DATA EXCERPTS:
----------

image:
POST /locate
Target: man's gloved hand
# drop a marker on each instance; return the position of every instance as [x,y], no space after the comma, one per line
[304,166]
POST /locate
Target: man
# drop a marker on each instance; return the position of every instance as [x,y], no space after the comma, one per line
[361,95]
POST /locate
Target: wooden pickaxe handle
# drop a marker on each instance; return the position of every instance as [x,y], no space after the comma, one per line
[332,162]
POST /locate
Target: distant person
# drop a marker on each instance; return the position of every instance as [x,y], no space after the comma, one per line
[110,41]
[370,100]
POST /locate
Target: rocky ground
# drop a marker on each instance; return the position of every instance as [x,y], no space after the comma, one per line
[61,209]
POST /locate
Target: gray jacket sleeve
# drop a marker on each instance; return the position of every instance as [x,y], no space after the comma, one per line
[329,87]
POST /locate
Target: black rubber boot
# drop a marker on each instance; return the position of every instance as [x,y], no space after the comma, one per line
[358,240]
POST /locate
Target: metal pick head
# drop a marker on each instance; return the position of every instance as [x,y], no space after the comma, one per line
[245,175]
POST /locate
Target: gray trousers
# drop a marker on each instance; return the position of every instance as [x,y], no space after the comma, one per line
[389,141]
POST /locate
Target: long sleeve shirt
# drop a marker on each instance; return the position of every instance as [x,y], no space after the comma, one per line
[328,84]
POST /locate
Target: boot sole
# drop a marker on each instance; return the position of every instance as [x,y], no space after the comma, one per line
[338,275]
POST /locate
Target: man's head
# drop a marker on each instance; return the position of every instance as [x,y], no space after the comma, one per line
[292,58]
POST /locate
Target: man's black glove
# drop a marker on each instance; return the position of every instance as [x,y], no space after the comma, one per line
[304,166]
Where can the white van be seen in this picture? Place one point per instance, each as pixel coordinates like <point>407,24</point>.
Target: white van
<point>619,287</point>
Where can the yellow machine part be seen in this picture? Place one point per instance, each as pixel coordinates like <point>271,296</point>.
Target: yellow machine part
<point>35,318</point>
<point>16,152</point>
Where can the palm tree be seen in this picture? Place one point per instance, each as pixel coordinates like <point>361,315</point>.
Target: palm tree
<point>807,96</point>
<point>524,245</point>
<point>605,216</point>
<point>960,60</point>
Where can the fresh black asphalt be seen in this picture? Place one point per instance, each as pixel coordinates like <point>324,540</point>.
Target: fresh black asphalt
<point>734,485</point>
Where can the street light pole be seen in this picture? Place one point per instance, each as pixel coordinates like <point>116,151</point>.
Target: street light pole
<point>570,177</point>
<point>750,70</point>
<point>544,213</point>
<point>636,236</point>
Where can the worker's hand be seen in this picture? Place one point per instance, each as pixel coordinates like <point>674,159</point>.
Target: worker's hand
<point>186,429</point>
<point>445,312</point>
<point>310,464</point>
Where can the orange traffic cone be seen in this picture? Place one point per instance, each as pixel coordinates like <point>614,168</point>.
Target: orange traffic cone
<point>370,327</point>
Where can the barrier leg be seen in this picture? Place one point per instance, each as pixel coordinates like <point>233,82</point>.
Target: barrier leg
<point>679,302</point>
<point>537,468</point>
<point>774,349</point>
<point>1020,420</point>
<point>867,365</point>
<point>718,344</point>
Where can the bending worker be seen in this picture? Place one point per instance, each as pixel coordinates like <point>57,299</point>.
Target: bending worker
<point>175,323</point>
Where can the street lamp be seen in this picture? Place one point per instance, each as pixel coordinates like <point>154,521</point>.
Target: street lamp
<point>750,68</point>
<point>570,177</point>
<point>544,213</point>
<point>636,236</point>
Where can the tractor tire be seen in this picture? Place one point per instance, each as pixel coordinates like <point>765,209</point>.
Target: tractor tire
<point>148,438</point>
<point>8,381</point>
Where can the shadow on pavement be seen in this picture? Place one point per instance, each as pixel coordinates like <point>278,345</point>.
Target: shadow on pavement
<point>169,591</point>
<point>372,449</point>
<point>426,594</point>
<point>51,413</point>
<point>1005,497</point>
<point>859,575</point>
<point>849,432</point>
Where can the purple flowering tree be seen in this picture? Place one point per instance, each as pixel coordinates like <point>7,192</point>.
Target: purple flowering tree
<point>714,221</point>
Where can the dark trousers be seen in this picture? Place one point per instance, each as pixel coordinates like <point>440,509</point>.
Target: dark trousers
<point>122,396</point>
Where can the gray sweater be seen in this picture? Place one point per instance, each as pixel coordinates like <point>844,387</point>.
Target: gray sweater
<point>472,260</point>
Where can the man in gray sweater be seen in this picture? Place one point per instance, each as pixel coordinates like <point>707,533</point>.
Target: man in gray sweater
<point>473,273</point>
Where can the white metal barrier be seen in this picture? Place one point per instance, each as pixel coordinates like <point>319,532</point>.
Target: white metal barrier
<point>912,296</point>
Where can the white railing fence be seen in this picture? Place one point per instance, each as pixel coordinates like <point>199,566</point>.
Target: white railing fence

----------

EXERCISE DESCRIPTION: Reproduce all of the data exactly as given.

TASK RESULT:
image:
POST /locate
Target: man's gloved hand
# drop a marker on each instance; return the position of every instance as [x,y], no space after the comma, one per line
[304,166]
POST /locate
Target: man
# drop a marker on each instance; return the position of every instance as [x,y], no space after the comma, one per line
[361,95]
POST /locate
Target: wooden pickaxe handle
# drop a marker on each instance; return the position of every instance as [x,y], no space after the comma, one per line
[332,162]
POST /locate
Target: distant person
# drop a marker on each instance; return the position of every instance as [x,y], no space after the comma, one per line
[110,41]
[370,100]
POST /locate
Target: rocky ground
# drop a marker on each instance; return the position of every instance as [x,y], no space after the comma, one per line
[61,209]
POST /locate
Target: gray jacket sleeve
# drop a marker on each instance; return the position of every instance as [x,y], no space after the comma, one per line
[329,87]
POST /locate
Target: black rubber boot
# drop a marker on each instance; return the position of every instance as [x,y], no space after the comma, one per line
[358,240]
POST /locate
Target: metal pick head
# drop a marker on each instance; return the position of every instance as [x,y], no space after the comma, one per line
[245,175]
POST /locate
Target: gray trousers
# drop a marker on each instance; return the position of every instance as [x,y], no space after the comma, one per line
[389,141]
POST /locate
Target: long sleeve shirt
# drop a marker on each instance; return the position of every instance as [x,y], no space after the comma, one per line
[328,84]
POST /locate
Target: boot sole
# drop a marker on each instance; return the position of every instance as [x,y], no space after the comma, one per line
[338,275]
POST /locate
Target: man's head
# drop a marker on each instance; return the position of every instance as [x,y], no space after the comma, one per line
[292,58]
POST /locate
Target: man's black glove
# drop a marker on each instance; return the position of every instance as [x,y], no space after the comma, one per line
[304,166]
Where can the white van be seen in this picture? Place one point per instance, each as pixel coordinates like <point>407,24</point>.
Target: white van
<point>619,287</point>
Where can the yellow machine part be seen in this picture? Place one point per instance, each as pixel coordinates like <point>271,296</point>.
Target: yellow machine part
<point>35,318</point>
<point>16,152</point>
Where can the palm tree be seen in this picture? Place one point per instance, each as pixel coordinates like <point>361,315</point>.
Target: palm tree
<point>807,96</point>
<point>524,245</point>
<point>605,216</point>
<point>960,60</point>
Where can the fresh black asphalt be seen in this picture? Place one point per instance, each as pixel coordinates like <point>324,540</point>.
Target: fresh black asphalt
<point>734,485</point>
Where can the street light pole be seen in this picture? Place one point per instance, each as pixel coordinates like <point>116,151</point>.
Target: street light pole
<point>570,177</point>
<point>750,70</point>
<point>544,213</point>
<point>636,236</point>
Where can the worker's hand be seen in this picture? Place one point per instance, each as pixel coordinates like <point>674,159</point>.
Target: worker's hand
<point>186,429</point>
<point>445,312</point>
<point>310,464</point>
Where can the orange traffic cone be seen in this picture? Place one point per instance, each as pixel coordinates like <point>614,168</point>.
Target: orange traffic cone
<point>370,327</point>
Where can the barrier leg be seen in this picture? Place one point per instance, each as pixel coordinates like <point>233,82</point>.
Target: barrier leg
<point>679,302</point>
<point>537,468</point>
<point>774,349</point>
<point>1020,420</point>
<point>867,365</point>
<point>718,344</point>
Where can the bending worker be seen in this picture? Place one point per instance, each as pixel coordinates like <point>57,299</point>.
Target: bending worker
<point>175,323</point>
Where can the street lamp be seen in this picture? Place one point per instance, each as pixel coordinates like <point>154,521</point>.
Target: street lamp
<point>750,68</point>
<point>570,177</point>
<point>544,213</point>
<point>636,236</point>
Where can the tractor tire be seen in this picture? Place one point per instance, each as pixel coordinates like <point>765,209</point>.
Target: tractor tire
<point>148,438</point>
<point>8,381</point>
Where can the shadow on pavement be seen in this picture? Place one point per instance, each as pixel coordinates like <point>278,345</point>.
Target: shadow on pavement
<point>169,591</point>
<point>372,449</point>
<point>426,594</point>
<point>51,413</point>
<point>1005,497</point>
<point>859,575</point>
<point>849,432</point>
Where can the purple flowering tree be seen in this picture? Place one point per instance, each as pixel coordinates like <point>7,192</point>.
Target: purple flowering tree
<point>714,221</point>
Where can the dark trousers be seen in this picture? Place one point per instance, each as pixel coordinates like <point>440,509</point>.
Target: dark trousers
<point>122,396</point>
Where can the gray sweater be seen in this picture? Place one point per instance, each as pixel coordinates like <point>844,387</point>.
Target: gray sweater
<point>472,260</point>
Where can the man in gray sweater be seen in this picture? Place one point per instance, each as pixel coordinates like <point>707,533</point>.
Target: man in gray sweater
<point>473,273</point>
Where can the white metal barrier be seen in this picture? Place one point per instance, each as pixel coordinates like <point>319,532</point>.
Target: white metal barrier
<point>912,296</point>
Where can the white railing fence be seen in this picture? Place one point per instance, each as pixel coordinates like <point>199,566</point>.
Target: white railing fence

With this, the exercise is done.